═══ EXTRACTED ENTRIES

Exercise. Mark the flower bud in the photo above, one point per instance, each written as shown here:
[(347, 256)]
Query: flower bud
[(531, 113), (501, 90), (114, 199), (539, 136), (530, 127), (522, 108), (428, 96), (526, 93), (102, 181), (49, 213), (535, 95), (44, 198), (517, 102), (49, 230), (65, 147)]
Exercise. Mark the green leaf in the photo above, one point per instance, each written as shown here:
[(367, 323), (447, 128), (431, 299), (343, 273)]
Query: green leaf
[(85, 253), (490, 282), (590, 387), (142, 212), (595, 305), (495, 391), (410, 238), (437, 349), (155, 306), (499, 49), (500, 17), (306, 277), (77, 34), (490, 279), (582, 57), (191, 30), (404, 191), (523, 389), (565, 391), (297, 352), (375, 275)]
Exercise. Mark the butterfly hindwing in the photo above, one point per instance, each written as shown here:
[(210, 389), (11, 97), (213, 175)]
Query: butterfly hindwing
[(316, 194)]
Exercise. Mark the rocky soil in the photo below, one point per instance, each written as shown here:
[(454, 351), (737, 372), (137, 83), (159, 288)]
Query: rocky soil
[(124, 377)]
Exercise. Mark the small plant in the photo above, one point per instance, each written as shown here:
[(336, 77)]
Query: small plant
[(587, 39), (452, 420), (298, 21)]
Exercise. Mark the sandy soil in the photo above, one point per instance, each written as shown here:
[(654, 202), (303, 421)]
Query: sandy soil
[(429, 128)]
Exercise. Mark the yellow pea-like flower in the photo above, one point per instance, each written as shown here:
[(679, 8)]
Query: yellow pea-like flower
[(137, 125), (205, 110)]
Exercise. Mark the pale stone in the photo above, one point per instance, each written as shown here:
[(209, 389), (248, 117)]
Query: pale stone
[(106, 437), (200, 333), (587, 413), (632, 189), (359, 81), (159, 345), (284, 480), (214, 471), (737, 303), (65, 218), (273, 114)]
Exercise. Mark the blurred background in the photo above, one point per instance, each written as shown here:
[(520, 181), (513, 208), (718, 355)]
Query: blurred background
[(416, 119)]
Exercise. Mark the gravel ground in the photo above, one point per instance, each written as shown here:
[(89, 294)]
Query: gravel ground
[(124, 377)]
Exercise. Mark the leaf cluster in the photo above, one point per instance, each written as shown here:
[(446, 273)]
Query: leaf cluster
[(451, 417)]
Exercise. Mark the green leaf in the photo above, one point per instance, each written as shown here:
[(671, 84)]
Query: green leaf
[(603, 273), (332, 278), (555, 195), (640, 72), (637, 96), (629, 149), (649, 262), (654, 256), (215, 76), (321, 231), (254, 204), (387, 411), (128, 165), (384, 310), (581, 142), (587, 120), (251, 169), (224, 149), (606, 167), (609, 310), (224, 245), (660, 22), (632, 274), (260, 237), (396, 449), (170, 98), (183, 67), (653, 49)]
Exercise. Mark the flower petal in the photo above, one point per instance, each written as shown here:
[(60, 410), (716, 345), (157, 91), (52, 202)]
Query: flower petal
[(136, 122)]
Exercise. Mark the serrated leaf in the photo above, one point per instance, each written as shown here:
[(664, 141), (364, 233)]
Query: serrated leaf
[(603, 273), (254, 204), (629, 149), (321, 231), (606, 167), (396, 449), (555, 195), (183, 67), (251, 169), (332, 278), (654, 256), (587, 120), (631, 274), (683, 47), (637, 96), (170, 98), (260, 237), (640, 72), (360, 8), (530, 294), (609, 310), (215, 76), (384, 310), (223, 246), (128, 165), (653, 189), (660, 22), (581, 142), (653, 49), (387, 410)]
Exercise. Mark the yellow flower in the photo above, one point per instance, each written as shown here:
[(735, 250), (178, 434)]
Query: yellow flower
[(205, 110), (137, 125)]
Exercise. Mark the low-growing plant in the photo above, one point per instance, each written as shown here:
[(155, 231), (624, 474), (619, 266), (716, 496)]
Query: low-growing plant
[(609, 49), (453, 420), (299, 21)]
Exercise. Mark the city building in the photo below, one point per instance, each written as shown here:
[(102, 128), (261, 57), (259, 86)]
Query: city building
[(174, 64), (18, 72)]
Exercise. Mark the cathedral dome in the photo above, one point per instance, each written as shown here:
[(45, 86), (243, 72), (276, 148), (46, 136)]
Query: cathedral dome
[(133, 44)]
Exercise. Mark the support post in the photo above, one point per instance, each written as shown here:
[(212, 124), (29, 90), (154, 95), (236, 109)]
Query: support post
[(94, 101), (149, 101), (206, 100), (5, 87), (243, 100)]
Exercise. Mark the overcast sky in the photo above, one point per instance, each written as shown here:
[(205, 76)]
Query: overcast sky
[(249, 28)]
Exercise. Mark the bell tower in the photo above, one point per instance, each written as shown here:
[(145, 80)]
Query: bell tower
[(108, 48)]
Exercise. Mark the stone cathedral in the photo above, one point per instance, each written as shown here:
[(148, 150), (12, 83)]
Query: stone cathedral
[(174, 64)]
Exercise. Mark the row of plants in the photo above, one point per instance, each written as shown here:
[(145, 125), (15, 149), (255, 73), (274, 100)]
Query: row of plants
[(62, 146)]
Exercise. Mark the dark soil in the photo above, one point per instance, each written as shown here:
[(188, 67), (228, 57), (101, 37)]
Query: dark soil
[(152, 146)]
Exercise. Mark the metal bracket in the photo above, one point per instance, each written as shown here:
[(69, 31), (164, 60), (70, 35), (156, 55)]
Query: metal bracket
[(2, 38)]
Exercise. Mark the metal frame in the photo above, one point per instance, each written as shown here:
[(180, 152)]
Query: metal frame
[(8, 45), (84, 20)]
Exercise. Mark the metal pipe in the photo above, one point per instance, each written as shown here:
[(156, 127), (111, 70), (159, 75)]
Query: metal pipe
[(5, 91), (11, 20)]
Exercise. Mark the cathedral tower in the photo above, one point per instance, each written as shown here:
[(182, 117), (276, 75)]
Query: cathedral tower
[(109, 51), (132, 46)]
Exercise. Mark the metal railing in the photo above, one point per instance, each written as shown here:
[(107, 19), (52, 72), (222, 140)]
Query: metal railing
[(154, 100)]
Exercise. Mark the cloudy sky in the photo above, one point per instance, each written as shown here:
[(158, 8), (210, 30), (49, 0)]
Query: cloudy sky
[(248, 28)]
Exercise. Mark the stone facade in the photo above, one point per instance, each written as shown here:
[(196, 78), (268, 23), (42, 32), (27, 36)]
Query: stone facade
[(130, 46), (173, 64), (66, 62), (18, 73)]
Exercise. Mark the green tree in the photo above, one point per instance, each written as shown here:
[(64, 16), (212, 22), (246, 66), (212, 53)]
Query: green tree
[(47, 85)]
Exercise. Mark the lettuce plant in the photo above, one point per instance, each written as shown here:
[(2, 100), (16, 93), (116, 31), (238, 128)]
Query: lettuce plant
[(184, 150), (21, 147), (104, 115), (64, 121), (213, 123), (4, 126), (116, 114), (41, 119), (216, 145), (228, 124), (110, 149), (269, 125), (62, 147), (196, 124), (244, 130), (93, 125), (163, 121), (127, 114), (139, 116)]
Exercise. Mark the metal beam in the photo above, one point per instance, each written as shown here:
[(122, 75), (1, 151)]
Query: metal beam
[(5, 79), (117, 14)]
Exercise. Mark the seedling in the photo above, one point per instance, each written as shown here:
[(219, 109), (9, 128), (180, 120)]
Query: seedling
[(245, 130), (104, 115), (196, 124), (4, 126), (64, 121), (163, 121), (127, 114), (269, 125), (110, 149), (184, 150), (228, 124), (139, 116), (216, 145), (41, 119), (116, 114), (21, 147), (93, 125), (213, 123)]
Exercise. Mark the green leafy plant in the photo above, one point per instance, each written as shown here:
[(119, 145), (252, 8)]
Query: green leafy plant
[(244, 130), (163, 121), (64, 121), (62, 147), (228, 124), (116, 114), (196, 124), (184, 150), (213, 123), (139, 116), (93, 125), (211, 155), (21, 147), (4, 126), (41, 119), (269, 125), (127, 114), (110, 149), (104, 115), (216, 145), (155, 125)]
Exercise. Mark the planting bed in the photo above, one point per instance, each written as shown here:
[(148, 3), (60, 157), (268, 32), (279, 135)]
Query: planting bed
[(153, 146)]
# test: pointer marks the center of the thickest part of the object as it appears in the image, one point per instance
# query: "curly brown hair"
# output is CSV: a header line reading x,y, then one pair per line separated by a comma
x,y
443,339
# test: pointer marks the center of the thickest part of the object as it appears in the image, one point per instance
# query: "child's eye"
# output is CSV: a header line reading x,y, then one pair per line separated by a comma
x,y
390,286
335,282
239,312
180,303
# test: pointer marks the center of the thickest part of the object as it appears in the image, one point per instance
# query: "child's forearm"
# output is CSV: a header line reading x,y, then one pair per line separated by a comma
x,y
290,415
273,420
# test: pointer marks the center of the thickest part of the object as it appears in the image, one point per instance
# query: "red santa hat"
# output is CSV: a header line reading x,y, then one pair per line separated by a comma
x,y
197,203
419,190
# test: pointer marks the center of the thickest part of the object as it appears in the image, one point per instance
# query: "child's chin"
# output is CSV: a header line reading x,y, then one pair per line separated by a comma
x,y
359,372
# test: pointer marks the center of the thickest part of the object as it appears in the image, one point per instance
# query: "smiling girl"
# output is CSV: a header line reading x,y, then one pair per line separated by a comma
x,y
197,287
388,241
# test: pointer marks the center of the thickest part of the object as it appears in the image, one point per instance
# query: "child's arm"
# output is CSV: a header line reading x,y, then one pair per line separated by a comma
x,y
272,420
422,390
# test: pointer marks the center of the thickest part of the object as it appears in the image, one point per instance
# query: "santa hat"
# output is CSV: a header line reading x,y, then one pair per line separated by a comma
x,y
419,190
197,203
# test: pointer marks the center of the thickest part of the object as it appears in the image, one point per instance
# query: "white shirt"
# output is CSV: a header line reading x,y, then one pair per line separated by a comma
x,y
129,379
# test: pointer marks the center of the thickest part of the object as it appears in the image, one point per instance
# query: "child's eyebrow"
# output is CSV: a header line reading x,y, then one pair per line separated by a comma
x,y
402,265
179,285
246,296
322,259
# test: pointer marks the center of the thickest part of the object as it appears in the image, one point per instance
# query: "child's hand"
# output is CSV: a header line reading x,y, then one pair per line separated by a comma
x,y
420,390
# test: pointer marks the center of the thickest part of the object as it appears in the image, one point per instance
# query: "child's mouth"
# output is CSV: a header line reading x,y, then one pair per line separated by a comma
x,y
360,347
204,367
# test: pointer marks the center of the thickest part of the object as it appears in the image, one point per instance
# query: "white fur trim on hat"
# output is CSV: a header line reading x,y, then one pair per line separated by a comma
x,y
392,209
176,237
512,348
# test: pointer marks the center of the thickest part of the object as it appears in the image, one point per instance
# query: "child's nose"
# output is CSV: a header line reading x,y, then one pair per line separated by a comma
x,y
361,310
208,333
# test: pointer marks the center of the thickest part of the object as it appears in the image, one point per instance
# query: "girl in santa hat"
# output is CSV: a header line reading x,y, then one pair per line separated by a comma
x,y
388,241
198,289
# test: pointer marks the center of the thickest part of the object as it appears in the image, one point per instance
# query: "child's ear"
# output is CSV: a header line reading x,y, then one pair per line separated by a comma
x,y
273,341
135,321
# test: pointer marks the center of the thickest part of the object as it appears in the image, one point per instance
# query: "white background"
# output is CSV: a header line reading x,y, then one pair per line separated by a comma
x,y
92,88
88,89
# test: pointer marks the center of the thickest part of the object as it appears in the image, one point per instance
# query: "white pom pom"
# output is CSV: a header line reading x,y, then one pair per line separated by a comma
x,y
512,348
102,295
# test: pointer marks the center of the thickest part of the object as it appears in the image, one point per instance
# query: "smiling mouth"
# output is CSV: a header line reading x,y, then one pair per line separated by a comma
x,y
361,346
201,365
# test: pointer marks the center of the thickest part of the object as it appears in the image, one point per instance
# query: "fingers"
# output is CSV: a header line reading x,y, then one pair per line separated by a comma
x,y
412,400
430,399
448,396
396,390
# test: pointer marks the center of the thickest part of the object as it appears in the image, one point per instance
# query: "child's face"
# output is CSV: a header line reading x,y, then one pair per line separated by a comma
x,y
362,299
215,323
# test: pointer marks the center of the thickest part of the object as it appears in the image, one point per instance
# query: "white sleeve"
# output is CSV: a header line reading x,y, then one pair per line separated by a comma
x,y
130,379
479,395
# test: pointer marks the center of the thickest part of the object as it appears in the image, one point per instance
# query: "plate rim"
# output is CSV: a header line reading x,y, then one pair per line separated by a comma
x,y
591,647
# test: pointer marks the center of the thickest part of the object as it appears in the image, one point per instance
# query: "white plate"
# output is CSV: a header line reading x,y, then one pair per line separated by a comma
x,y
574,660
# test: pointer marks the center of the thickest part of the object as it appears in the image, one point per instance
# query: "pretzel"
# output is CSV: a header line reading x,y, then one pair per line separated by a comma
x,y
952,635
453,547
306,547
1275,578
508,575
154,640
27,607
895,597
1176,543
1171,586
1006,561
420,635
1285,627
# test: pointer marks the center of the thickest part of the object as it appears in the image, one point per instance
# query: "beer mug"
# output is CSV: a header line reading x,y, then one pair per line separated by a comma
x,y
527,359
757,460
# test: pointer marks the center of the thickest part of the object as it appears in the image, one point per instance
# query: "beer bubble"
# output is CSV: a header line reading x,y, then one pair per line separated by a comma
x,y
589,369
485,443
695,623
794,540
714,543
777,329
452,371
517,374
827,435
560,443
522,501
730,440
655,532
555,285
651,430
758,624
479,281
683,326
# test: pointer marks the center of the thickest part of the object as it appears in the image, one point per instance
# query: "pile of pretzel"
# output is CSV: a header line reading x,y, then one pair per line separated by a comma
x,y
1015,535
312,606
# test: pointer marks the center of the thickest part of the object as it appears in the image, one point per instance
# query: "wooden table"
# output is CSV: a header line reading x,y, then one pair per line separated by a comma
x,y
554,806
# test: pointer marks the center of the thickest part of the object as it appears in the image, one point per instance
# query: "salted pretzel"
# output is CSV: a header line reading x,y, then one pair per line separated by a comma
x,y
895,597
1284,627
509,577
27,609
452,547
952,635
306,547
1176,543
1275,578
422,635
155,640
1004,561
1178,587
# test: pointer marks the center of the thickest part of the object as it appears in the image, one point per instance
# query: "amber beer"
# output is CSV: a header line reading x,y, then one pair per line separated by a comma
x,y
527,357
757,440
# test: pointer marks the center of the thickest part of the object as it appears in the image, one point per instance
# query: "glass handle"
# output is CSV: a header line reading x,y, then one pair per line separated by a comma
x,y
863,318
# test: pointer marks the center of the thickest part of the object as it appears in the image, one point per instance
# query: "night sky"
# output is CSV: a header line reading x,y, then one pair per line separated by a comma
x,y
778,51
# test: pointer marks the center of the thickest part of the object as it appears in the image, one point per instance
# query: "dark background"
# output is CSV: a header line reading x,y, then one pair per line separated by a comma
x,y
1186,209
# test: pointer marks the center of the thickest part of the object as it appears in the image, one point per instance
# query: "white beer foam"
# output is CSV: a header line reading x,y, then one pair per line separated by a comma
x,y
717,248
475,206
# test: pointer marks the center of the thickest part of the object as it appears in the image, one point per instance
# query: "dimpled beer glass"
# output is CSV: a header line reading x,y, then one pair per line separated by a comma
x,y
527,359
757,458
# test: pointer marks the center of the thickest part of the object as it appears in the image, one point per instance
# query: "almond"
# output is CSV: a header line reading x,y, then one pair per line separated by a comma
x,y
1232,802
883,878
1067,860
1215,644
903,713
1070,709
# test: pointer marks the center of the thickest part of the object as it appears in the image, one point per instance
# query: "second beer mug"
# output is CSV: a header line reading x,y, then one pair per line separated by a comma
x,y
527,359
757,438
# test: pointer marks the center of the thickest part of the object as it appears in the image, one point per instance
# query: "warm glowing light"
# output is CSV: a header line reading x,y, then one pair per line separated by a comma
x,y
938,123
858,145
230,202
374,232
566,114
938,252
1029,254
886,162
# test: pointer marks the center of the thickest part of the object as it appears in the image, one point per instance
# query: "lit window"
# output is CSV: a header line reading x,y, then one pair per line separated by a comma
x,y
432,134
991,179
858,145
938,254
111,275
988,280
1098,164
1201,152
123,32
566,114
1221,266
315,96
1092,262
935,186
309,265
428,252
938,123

══════

Each line in the records above that contains the word "beer" must be copied.

# query: "beer mug"
# query: "beer bubble"
# query: "amber beer"
# query: "white beer foam"
# query: "dimpled beer glass"
# query: "second beer mug"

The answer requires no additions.